§ **DATA SHOWN**
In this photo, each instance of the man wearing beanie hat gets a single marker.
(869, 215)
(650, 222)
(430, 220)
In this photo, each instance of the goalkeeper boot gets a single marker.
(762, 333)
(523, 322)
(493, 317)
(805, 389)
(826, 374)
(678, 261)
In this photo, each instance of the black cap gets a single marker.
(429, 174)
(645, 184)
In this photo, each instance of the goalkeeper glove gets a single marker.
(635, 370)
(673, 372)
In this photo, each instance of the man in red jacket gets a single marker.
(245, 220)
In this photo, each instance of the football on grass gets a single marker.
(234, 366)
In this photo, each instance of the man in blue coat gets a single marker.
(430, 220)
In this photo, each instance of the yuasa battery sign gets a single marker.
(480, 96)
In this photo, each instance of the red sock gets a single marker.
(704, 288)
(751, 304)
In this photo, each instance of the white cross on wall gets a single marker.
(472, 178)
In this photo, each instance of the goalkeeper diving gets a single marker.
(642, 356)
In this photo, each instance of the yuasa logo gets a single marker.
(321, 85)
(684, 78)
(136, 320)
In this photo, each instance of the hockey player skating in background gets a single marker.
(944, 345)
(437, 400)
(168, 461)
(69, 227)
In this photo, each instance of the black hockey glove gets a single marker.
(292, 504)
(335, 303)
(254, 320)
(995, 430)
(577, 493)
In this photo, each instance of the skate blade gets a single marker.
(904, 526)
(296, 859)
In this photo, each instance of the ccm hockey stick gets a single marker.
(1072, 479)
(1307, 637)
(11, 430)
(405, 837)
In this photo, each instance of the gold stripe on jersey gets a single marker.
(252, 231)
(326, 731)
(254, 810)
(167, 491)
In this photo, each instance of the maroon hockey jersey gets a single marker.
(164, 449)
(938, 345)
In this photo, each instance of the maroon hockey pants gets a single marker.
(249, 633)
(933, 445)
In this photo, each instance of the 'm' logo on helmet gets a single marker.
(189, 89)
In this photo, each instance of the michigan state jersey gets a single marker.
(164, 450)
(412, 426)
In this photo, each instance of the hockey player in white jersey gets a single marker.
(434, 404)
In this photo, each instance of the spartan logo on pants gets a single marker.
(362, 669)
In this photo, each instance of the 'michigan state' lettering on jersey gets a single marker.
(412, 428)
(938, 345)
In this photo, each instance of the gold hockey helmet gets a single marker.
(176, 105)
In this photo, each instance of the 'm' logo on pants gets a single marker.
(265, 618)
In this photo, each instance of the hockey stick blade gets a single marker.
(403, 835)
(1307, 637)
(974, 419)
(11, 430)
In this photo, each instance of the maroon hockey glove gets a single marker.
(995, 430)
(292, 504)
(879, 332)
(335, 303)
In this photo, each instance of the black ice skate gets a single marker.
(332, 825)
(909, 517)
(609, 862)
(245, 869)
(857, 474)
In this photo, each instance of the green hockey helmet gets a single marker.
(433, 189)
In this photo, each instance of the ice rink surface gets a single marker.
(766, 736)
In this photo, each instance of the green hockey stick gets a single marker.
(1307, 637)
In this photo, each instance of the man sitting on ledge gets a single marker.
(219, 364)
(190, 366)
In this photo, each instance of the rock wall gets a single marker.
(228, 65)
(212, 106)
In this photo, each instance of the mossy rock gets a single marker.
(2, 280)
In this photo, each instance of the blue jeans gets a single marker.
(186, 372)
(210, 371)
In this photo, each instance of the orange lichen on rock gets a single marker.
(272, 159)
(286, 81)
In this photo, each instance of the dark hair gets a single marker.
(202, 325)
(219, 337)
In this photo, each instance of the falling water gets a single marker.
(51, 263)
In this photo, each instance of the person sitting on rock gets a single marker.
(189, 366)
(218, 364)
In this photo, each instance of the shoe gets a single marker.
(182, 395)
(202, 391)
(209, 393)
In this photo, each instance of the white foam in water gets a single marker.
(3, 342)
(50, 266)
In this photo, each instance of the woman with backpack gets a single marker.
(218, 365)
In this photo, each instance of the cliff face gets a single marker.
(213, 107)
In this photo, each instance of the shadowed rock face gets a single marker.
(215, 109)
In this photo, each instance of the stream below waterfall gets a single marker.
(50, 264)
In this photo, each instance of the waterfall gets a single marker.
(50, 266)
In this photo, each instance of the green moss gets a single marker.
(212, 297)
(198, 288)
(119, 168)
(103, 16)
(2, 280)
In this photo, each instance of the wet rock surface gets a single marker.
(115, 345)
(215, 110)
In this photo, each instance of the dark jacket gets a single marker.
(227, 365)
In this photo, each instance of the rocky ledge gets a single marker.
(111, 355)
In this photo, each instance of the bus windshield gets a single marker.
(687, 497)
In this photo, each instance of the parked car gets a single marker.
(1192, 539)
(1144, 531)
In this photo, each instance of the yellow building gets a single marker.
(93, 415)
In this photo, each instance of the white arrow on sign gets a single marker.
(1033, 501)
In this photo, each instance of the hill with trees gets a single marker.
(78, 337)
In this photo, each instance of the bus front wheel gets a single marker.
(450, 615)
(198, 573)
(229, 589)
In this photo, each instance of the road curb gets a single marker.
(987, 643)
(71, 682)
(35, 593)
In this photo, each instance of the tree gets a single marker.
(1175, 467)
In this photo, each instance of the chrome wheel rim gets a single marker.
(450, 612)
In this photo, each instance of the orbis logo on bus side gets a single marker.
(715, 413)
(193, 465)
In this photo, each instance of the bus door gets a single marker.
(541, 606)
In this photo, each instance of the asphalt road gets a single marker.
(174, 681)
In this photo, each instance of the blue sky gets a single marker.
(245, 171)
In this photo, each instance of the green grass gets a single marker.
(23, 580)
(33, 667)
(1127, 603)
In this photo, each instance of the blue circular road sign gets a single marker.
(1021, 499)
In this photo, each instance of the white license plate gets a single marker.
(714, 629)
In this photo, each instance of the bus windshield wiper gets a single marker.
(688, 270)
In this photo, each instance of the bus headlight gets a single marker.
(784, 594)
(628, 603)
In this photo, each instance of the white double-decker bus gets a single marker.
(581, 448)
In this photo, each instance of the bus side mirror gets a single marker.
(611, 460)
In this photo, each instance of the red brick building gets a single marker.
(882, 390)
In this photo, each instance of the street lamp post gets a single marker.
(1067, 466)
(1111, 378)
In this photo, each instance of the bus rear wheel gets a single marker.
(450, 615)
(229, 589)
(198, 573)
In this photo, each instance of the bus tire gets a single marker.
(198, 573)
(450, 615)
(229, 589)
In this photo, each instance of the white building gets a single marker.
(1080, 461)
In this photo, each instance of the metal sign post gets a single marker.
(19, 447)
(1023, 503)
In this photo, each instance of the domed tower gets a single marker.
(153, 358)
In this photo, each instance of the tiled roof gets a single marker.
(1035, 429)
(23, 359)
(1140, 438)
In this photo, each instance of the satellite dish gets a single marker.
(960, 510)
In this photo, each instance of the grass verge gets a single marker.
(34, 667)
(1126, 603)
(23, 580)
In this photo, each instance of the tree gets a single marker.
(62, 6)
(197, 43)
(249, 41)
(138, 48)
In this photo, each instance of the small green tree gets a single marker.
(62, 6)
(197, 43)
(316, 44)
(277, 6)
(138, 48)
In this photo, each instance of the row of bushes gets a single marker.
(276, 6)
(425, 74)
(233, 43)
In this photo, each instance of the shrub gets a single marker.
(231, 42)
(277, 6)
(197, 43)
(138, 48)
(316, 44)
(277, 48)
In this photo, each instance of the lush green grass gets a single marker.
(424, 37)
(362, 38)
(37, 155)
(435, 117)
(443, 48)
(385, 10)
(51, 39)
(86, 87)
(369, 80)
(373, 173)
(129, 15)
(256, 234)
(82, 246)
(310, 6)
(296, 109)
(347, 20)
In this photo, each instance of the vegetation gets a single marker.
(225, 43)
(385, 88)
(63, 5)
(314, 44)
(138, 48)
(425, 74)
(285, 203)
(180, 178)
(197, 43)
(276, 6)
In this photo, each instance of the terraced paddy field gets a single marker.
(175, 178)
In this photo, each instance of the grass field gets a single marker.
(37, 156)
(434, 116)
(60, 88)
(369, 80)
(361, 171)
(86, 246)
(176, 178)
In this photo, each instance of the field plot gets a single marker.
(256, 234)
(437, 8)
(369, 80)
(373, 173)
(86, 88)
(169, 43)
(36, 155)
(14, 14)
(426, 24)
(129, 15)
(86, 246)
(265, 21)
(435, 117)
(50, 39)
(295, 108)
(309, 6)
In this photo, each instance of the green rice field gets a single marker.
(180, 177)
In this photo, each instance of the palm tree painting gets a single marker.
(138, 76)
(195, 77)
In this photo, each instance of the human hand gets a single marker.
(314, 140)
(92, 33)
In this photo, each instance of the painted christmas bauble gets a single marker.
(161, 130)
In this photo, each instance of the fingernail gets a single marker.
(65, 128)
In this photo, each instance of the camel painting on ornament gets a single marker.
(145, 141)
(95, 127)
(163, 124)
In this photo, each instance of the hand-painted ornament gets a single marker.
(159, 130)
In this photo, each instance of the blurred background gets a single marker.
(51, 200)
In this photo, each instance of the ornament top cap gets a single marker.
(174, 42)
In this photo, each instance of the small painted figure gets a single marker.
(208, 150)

§ **STATED PROBLEM**
Nothing outside the span should appear: transcribe the lines from the one containing "In this photo, each instance of the painted" through the last line of the records.

§ **REPLY TO THE TASK**
In this photo, each instance of the painted christmas bauble gets a single marker.
(161, 130)
In this photo, each instance of the fingernail gets a single marker.
(65, 128)
In this photo, each instance of the camel painting on ornament gets a single marker.
(145, 141)
(95, 127)
(163, 124)
In this photo, each instance of the hand-painted ornament gets a single marker.
(159, 130)
In this photo, each instance of the blurred background gets a single marker.
(51, 200)
In this photo, each instance of the ornament top cap gets a single marker.
(174, 42)
In this photo, each instance of the small painted figure gets a single marker.
(208, 150)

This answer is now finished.